#### Work task
Copy every line of the records that includes the word "ocean".

Natural-language object grounding data:
>>>
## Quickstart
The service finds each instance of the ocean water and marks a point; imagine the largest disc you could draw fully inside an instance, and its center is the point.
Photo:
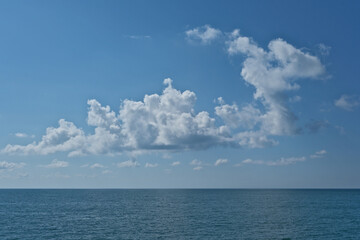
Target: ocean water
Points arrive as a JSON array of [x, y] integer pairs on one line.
<<<
#### Task solution
The service finds each instance of the ocean water and marks a point; imagine the largest disc you could draw fully inside an instance, and its center is the point.
Target: ocean water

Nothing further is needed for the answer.